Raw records
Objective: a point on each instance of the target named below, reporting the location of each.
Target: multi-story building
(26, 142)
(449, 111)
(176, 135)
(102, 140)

» **Aim of the exercise**: Render the rows above as a Markdown table with the columns Line and Text, giving each non-blank line its own row number.

» **Final answer**:
| Line | Text |
|---|---|
| 1 | Objective: a point on each instance of the target named below, reporting the location of each. |
| 2 | Target: multi-story building |
| 3 | (26, 142) |
| 4 | (449, 111) |
| 5 | (176, 135) |
| 6 | (102, 140) |